**Task details**
State how many rows below contain the string "brim". Reply with the number alone.

[Records from a collection]
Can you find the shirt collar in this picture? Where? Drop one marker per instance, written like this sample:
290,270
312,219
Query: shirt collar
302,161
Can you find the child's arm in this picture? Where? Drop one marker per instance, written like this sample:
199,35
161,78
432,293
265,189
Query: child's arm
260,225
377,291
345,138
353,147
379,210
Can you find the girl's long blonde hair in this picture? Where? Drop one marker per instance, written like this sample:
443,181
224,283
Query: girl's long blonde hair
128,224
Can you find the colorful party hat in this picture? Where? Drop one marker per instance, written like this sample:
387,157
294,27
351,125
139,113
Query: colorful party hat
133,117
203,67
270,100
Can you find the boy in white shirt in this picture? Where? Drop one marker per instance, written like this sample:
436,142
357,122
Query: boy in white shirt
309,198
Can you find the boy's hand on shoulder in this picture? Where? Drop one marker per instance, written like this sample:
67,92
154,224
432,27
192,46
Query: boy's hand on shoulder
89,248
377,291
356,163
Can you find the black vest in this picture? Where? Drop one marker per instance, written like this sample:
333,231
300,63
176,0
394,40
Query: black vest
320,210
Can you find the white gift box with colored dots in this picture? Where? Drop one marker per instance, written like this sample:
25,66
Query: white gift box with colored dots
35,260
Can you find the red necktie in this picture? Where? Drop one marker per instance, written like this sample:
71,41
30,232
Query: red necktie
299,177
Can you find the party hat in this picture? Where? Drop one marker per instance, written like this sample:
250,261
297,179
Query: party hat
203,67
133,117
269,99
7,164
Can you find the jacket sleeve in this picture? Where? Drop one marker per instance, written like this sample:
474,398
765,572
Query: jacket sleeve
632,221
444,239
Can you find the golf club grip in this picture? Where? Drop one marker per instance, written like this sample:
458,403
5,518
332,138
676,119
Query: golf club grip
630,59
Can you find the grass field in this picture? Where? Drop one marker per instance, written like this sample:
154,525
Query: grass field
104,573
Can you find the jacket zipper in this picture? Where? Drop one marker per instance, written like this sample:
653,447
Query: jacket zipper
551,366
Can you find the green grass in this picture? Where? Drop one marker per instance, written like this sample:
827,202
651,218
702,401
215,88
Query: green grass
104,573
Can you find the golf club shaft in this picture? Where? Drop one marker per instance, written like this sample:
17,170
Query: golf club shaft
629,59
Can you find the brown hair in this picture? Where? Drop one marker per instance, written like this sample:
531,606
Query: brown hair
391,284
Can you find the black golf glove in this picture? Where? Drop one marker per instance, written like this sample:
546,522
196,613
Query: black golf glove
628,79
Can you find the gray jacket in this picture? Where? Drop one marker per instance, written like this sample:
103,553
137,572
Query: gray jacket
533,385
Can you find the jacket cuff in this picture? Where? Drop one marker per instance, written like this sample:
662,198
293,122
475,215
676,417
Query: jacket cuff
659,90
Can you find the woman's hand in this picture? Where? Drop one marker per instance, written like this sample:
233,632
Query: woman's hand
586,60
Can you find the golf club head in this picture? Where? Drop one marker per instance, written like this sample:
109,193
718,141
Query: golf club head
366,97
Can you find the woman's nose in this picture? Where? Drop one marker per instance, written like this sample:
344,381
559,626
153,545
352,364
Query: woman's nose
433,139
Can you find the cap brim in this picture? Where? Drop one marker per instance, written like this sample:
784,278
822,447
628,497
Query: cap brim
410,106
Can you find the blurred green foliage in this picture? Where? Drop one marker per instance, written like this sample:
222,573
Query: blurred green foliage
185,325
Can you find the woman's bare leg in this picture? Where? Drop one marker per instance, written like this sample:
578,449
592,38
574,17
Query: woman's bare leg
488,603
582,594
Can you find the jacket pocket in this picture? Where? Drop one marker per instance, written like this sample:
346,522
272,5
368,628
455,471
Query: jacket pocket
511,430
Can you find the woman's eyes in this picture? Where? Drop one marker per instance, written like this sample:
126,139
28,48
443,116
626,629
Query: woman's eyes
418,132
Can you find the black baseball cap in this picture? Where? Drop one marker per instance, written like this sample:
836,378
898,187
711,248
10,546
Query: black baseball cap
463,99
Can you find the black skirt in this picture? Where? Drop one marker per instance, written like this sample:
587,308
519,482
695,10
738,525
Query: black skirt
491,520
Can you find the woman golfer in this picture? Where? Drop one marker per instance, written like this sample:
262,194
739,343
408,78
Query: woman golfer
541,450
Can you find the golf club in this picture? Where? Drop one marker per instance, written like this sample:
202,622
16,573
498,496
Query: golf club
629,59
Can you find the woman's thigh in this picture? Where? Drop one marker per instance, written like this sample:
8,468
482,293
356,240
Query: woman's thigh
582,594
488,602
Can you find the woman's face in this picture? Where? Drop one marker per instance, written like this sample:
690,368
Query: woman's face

* * *

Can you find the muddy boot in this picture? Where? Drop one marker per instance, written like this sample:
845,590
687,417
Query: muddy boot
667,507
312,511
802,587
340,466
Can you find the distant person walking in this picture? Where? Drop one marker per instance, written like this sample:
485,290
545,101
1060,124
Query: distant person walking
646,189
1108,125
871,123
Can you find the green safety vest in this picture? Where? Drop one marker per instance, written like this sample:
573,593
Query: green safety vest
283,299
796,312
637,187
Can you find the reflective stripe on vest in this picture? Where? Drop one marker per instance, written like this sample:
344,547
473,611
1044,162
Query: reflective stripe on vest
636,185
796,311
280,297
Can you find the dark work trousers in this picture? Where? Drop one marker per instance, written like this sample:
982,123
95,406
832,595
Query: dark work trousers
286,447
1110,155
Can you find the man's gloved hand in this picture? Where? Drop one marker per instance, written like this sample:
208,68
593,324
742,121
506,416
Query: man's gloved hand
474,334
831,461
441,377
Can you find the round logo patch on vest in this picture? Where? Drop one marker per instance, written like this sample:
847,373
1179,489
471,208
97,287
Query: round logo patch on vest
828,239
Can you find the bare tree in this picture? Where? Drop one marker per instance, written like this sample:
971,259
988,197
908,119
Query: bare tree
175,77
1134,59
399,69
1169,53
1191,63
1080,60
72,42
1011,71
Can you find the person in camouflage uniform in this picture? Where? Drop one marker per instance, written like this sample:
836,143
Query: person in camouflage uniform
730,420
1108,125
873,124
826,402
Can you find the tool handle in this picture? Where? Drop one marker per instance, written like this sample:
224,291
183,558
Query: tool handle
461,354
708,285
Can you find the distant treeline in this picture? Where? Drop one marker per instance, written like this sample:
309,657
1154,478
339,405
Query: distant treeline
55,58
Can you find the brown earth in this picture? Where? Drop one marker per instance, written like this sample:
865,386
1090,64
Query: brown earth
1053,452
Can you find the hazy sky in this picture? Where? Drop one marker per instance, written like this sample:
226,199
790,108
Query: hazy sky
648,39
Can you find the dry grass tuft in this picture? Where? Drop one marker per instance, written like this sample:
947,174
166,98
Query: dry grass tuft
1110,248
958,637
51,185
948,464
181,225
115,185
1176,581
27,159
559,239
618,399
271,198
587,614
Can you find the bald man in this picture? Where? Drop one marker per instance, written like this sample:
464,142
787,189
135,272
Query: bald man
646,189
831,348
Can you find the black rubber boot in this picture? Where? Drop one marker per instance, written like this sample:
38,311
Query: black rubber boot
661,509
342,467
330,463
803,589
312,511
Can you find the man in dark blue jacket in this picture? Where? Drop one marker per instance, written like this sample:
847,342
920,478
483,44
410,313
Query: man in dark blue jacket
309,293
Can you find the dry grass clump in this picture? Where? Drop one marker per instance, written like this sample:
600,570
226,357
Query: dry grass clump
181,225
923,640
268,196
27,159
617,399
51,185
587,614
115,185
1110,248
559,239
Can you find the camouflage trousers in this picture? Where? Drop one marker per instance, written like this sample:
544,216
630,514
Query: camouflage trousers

...

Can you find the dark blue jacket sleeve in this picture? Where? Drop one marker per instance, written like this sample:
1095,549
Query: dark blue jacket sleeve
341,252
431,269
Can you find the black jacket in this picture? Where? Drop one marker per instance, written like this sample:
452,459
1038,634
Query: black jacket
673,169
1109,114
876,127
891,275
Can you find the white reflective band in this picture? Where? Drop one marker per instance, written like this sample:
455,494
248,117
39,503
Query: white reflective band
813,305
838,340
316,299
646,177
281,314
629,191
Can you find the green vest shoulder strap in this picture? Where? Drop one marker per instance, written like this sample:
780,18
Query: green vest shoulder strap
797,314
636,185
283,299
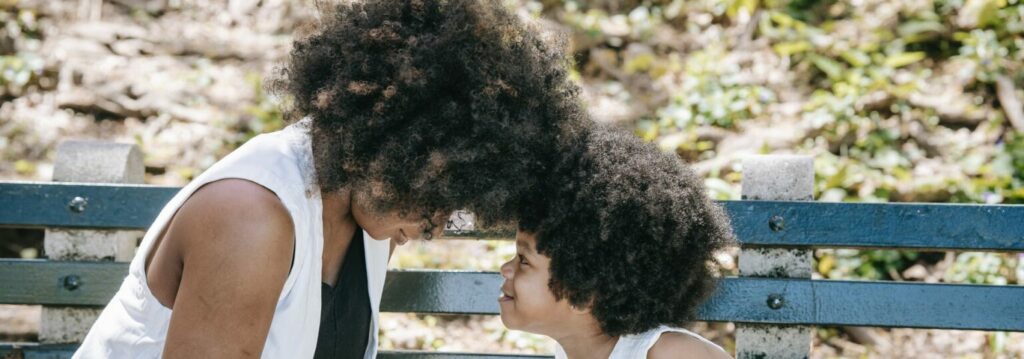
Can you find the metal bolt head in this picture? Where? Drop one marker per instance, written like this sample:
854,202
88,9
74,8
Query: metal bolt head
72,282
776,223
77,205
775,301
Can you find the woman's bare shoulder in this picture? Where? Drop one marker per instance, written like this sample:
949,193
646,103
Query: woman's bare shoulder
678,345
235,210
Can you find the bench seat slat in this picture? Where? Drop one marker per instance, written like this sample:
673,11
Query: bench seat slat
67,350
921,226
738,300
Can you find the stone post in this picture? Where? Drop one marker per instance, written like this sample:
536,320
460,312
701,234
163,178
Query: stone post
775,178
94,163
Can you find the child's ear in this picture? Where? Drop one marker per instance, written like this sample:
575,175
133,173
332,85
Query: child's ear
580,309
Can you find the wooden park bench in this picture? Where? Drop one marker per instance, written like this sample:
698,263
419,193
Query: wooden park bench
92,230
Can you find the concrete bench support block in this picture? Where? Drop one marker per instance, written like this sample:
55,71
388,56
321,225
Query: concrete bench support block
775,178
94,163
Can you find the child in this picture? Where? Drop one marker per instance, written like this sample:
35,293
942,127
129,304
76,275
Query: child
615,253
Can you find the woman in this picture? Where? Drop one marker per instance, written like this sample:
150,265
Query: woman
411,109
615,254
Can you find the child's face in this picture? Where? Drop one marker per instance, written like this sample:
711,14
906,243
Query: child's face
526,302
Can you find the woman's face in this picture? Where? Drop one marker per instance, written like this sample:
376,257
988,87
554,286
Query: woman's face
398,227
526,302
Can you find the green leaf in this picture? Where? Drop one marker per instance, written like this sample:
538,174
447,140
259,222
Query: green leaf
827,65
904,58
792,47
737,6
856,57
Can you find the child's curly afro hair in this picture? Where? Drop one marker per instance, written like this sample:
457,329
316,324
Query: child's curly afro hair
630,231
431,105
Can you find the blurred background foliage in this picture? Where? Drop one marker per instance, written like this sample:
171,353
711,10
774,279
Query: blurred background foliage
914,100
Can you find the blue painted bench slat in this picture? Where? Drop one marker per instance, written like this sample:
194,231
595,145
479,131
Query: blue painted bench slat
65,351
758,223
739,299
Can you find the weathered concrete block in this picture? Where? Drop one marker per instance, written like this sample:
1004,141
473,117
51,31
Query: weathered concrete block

**Solution for this problem**
2